◆ Challenge: Locate every line in the entries below that contains the string "rear", and copy each such line.

### Material ###

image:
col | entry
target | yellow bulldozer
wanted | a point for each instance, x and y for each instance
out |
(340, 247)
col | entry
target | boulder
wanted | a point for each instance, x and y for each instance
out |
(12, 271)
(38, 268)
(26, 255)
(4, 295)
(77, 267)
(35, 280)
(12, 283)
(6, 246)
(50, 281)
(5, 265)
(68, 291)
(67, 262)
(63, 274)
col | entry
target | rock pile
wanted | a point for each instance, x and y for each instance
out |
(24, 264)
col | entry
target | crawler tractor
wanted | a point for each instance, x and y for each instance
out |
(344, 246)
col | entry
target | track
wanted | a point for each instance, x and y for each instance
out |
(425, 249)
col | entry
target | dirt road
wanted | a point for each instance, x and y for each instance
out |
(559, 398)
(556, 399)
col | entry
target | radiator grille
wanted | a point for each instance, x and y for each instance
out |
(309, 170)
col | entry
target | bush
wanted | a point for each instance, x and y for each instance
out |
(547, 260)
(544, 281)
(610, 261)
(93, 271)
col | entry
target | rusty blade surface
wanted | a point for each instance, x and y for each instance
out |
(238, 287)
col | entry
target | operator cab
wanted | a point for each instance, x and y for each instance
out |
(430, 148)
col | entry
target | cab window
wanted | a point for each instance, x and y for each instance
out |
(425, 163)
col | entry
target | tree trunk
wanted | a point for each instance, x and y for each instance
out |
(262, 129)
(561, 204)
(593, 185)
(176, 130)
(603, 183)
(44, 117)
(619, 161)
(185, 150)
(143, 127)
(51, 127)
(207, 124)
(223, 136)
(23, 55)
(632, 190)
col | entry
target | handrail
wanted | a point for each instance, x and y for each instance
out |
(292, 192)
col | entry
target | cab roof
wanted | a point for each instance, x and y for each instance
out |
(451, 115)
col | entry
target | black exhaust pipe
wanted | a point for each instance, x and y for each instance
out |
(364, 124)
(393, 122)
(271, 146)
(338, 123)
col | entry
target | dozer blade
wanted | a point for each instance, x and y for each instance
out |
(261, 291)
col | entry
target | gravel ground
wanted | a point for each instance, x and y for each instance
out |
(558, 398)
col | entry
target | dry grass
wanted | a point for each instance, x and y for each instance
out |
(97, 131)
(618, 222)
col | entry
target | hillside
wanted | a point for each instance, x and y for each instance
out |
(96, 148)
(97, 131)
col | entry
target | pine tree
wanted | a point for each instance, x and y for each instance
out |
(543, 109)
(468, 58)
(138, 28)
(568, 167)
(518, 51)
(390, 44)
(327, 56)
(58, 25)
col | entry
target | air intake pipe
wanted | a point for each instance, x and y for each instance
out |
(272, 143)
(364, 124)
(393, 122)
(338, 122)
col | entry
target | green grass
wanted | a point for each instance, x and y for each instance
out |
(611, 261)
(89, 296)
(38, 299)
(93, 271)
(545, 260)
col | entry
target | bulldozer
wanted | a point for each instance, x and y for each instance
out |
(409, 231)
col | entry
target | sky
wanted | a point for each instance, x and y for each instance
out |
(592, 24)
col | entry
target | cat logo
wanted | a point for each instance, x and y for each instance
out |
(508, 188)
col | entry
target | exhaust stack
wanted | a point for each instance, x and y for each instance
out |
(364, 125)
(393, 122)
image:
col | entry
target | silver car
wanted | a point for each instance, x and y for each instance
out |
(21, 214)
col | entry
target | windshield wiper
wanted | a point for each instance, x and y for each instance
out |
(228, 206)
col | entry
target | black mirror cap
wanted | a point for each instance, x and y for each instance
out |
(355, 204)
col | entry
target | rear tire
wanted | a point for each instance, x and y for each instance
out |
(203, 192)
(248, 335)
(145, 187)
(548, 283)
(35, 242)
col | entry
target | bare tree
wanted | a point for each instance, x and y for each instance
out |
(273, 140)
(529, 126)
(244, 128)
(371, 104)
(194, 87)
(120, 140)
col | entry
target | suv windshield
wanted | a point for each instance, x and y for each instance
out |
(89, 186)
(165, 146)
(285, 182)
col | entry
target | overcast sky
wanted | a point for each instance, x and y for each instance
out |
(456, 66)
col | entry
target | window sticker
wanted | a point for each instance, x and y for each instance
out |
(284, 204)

###
### Material ###

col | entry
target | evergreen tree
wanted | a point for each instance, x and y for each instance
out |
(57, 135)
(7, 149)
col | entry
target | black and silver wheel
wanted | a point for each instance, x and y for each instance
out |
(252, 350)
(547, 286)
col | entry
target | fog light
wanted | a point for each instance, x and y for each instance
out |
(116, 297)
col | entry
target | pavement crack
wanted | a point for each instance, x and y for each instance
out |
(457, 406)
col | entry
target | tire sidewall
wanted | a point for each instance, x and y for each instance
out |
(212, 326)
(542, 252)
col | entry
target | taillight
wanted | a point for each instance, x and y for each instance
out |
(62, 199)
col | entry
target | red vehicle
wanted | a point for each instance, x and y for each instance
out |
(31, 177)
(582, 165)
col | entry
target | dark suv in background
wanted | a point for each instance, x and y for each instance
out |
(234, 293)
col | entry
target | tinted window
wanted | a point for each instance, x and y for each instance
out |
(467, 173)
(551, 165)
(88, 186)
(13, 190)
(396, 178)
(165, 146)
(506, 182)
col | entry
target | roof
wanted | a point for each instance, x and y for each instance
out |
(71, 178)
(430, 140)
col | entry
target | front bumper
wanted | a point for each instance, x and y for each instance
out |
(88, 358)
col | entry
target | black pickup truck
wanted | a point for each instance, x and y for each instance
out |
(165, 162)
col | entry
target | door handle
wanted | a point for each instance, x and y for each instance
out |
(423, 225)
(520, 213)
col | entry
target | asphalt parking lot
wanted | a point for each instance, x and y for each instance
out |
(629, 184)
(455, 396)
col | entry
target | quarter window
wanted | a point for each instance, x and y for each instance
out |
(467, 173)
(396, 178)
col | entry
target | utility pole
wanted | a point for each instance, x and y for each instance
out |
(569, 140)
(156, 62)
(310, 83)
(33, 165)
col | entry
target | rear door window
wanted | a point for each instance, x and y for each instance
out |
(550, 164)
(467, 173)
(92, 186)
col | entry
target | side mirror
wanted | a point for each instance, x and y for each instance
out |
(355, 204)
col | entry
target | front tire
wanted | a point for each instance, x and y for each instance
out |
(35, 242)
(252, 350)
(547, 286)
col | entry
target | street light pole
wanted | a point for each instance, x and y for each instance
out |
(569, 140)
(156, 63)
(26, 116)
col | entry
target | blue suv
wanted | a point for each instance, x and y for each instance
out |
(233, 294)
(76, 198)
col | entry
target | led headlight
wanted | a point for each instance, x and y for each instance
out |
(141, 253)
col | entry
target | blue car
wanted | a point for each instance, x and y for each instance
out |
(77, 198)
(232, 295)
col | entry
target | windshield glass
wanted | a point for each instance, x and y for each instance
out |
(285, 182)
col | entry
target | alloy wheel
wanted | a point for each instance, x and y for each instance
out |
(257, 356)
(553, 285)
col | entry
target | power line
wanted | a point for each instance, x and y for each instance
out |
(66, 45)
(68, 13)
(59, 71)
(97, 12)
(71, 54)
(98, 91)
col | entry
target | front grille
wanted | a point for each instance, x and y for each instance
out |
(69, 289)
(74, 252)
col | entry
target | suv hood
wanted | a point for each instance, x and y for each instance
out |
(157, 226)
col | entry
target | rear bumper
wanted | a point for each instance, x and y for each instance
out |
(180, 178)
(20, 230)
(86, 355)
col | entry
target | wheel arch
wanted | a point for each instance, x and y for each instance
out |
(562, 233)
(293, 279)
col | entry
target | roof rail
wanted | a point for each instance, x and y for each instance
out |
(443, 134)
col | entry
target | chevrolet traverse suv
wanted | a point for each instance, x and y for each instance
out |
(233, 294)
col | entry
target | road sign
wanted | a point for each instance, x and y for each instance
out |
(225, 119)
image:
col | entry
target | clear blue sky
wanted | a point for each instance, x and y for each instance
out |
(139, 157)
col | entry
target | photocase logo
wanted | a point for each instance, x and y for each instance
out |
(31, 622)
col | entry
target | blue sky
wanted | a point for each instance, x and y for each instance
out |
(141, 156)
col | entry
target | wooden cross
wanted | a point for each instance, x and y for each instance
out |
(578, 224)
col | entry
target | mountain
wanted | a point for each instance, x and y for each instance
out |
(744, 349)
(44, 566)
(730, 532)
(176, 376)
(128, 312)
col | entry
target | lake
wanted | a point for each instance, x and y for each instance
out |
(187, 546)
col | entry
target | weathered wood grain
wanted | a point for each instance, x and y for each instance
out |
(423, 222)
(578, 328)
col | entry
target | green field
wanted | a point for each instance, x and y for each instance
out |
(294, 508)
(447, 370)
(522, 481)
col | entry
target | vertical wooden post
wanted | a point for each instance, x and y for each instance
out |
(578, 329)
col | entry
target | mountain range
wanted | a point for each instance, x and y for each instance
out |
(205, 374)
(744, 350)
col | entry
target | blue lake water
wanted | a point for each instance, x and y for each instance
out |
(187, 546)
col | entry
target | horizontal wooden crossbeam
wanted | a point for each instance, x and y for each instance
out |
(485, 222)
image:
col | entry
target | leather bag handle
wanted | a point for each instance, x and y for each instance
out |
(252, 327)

###

◆ Reply:
target | rear tire
target | rear door window
target | rear bumper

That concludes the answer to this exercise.